Task
Rescale everything from the line containing "Prove it — the muddy" down to the end of the material: repeat those lines, requests included, multiplying each bounding-box coordinate in the answers by 1.55 and rounding to the nearest whole number, with halves rounded up. Give only those lines.

Data for processing
☆ ☆ ☆ ☆

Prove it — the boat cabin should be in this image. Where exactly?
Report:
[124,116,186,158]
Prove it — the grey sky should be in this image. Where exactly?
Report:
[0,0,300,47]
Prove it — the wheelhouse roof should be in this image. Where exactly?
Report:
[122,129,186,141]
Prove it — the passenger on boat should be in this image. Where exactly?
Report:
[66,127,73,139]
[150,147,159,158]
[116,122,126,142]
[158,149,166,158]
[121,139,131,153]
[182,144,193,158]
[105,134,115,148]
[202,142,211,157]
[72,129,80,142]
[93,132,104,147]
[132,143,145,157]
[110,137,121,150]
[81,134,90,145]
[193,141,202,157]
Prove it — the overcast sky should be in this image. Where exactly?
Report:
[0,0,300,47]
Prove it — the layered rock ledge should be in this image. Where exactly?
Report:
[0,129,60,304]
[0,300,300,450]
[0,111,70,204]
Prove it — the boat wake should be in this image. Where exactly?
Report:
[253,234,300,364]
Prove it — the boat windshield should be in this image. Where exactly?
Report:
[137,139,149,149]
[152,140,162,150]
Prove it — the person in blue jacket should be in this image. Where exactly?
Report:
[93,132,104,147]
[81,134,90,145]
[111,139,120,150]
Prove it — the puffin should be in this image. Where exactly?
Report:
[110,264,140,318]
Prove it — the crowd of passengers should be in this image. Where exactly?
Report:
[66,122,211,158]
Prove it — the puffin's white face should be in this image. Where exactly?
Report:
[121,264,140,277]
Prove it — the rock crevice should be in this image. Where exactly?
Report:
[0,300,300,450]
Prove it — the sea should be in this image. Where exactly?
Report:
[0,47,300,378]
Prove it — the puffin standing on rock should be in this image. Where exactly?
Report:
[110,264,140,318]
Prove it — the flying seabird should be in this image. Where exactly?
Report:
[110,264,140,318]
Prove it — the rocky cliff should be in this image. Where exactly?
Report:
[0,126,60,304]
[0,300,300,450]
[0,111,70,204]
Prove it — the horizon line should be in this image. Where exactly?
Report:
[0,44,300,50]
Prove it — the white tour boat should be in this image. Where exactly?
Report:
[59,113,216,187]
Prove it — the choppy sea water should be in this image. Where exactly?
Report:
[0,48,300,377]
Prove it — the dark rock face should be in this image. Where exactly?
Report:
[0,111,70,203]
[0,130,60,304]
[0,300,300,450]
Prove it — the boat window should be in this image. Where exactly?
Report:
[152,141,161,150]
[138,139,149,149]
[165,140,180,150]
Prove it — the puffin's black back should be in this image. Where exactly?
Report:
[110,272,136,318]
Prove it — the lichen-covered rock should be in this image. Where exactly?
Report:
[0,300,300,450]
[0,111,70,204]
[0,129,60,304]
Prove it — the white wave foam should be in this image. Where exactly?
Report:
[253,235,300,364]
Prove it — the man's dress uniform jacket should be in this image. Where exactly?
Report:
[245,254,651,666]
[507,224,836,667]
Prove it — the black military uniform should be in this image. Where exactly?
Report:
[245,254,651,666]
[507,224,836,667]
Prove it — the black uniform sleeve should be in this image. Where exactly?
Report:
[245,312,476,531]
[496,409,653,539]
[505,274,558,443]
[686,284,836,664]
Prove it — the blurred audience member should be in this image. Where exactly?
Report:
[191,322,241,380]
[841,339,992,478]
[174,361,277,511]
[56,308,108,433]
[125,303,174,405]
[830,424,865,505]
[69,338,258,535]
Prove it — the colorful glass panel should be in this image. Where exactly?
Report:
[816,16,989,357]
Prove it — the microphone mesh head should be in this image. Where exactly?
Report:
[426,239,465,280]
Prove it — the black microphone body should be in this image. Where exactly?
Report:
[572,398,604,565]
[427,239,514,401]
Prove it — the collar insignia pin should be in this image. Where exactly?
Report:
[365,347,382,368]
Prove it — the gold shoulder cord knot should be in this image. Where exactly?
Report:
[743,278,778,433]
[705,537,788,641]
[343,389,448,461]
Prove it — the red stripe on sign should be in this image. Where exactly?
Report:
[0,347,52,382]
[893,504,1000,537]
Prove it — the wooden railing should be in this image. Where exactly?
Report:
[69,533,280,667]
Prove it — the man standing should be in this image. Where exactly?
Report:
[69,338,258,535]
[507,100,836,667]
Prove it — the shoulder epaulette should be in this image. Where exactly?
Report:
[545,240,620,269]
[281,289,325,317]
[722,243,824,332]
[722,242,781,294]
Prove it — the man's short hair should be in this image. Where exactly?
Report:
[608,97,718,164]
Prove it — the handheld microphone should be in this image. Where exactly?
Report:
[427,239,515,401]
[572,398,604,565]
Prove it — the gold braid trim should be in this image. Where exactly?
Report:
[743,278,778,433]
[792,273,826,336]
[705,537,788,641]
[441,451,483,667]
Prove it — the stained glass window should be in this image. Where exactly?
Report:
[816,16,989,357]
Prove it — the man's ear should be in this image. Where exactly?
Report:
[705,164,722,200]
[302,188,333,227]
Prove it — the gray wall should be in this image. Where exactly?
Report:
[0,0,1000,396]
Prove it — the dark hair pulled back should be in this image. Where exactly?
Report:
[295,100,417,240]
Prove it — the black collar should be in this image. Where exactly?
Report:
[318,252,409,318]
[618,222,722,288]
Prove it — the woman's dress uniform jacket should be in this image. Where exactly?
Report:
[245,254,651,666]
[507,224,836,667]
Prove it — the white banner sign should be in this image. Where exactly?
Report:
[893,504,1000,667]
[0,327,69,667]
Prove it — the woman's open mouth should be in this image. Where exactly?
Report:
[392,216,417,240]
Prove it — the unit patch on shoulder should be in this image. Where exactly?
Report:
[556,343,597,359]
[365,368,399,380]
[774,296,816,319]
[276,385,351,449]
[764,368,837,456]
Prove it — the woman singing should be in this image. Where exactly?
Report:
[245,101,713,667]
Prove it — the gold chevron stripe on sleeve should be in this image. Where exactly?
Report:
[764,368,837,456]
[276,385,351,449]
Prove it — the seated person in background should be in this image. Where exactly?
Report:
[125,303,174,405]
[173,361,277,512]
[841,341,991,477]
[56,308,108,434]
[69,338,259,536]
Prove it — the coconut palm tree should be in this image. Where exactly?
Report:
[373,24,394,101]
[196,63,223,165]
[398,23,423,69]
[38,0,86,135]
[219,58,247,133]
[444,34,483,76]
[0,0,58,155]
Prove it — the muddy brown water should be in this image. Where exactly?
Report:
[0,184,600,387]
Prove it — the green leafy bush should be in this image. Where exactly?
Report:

☆ ☆ ☆ ☆

In response
Prove it — the muddy brown water should be in this image. Where exactly?
Report:
[0,285,930,600]
Prove it — the green leafy bush should be in this image. Where exactly?
Report:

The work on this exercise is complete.